**QUESTIONS ON THE MATERIAL:**
1. According to the passage on wine cork taint, what share of bottled wines does cork taint affect?
2. Carry on the piece about corked wine from its final line.

**GIVEN PASSAGE:**
If you like to drink wine on the regular, you’ve probably heard the term ‘corked‘ before. Most people are probably aware that it’s a thing, and that it’s not a good thing. Personally, I was always aware of TCA, but until we had a corked bottle in my first WSET course I doubt I would have been able to identify one confidently.
What is Wine Cork Taint?
Wine Cork Taint is known in the industry as TCA (and to chemists as 2,4,6, Trichloroanisole), cork taint effects about 2-3% of bottled wines (or about a bottle in every 2 cases). This doesn’t sound like much, but if you drink wine on the regular, you’ll likely encounter a corked bottle around 100 times in your life (which starts to get very annoying).
How a Wine Becomes Corked
A corked wine does not mean a wine that has tiny particles of cork floating around in the glass. Corked wine has become contaminated with cork taint, which is not simply the taste of the cork. It is caused by the presence of a chemical compound called TCA (2,4,6 – Trichloroanisole). TCA is formed when natural fungi (of which many reside in cork) come in contact with certain chlorides found in bleaches and other typical winery sanitation and sterilization products. If a winery uses infected corks, the wine unfortunately becomes tainted. In extreme situations, TCA can contaminate not just a single batch of corks (and wine), but you can say goodbye an entire cellar or winery if the infection spreads. Since the recent discovery in the early 1990’s of the cause of cork taint, most wineries have stopped using chlorine based clearing products.
The Taste of Corked Wine
While unpleasant to taste, and a total buzz kill, cork taint is not in any way harmful to your health. In addition to a lackluster taste as the fruit is dulled, corked wines smell and taste of:
- damp, soggy, wet or rotten cardboard;
- wet dog;
- wet newspaper;
- what I imagine an attic smells like on an episode of hoarders.

Dataset entries

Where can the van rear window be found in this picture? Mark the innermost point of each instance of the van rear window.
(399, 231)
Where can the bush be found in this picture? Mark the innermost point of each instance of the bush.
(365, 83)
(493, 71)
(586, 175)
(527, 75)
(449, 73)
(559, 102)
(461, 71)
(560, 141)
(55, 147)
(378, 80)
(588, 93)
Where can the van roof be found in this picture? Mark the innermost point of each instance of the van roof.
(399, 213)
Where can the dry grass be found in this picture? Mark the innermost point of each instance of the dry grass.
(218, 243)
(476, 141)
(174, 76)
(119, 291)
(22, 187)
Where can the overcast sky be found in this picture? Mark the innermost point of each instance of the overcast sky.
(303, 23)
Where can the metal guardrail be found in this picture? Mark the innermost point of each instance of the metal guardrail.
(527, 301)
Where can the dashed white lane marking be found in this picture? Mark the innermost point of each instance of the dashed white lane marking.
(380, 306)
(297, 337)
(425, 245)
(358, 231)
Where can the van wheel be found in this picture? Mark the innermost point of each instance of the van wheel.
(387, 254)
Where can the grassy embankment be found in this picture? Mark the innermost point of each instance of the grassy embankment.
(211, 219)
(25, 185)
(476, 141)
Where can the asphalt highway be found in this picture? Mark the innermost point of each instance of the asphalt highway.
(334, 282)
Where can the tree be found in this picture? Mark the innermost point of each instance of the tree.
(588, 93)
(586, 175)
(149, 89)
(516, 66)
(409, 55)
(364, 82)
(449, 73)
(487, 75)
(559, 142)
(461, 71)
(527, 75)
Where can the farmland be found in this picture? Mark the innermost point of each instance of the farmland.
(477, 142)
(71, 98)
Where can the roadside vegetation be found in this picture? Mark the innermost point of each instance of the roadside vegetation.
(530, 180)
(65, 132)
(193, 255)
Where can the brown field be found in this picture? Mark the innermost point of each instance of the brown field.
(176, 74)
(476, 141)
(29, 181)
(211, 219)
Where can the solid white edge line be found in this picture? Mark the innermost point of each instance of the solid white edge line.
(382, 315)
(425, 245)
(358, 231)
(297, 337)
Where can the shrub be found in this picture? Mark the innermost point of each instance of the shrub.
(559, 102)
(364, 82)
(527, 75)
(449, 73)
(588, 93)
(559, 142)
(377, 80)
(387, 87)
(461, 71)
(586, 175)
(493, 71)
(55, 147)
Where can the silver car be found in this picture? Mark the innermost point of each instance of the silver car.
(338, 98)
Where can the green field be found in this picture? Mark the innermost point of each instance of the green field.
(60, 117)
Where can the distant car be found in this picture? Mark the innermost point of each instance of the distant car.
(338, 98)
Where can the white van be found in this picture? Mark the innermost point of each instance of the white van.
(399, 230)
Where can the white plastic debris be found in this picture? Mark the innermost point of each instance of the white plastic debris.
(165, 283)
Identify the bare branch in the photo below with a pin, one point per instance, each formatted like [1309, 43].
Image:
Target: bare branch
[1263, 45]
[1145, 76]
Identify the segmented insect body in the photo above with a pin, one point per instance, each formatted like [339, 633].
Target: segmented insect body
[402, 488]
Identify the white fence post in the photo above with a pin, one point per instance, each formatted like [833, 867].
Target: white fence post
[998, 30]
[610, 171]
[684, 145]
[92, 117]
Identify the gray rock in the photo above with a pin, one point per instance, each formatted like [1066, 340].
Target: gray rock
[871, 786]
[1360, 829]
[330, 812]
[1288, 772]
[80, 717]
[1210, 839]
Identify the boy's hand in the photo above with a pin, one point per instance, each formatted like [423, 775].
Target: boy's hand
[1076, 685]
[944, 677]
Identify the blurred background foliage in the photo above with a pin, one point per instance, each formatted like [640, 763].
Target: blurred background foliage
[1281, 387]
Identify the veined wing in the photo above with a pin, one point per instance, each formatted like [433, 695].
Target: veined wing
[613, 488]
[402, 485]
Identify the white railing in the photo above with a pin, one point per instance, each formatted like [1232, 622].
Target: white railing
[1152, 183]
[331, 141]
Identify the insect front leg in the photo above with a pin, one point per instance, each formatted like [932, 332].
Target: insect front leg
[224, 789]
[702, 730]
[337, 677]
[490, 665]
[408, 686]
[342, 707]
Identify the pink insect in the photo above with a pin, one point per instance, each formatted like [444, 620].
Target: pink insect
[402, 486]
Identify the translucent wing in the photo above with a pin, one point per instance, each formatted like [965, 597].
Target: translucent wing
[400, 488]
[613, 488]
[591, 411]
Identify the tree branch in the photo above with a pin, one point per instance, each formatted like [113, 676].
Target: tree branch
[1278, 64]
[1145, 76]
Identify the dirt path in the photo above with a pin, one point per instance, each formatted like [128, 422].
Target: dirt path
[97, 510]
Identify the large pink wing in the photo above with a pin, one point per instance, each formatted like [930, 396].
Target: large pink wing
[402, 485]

**EXERCISE ANSWERS:**
1. About 2-3% of bottled wines, or roughly one bottle in every 2 cases.

2.
The obviousness of the corked smell and taste depends both on the extent of the taint, as well as your individual sensitivity to it. Sometimes it is barely noticeable, and other times you’ll know the second you open the bottle.
Can I Return a Corked Bottle?
If you discover that a wine you just opened is corked you can certainly bring or send it back. Most retailers generally don’t question it when you return a corked bottle – though maybe don’t finish the bottle before bringing it back!
In a restaurant, the same logic applies, however sometimes it requires a little bit more sensitivity. If you are not used to looking for faults in wine, you may feel intimidated (I certainly do) and not detect the taint when the sommelier or waiter first asks you to taste the wine. It may take a while for you or somebody else in your crew to question the wine and ask if something doesn’t seem quite right. If this happens, don’t feel scared to call back the server and explain, asking them to taste the wine. If the wine is corked, it should be immediately obvious to the sommelier.